Instructions for the task: All records must be restated word for word.

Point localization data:
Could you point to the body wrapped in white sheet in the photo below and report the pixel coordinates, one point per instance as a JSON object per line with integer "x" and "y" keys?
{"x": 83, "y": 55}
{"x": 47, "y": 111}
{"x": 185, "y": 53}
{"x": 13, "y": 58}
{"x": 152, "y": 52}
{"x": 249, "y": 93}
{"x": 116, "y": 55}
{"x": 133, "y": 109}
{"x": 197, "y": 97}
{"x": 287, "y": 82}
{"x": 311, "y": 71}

Written answer:
Could you point to the body wrapped in white sheet in the photo below and report the pixel coordinates, one point per instance as a JSON object per line with integer "x" and "y" keys?
{"x": 83, "y": 55}
{"x": 47, "y": 111}
{"x": 185, "y": 53}
{"x": 13, "y": 58}
{"x": 152, "y": 52}
{"x": 249, "y": 93}
{"x": 116, "y": 55}
{"x": 133, "y": 109}
{"x": 197, "y": 97}
{"x": 287, "y": 82}
{"x": 311, "y": 71}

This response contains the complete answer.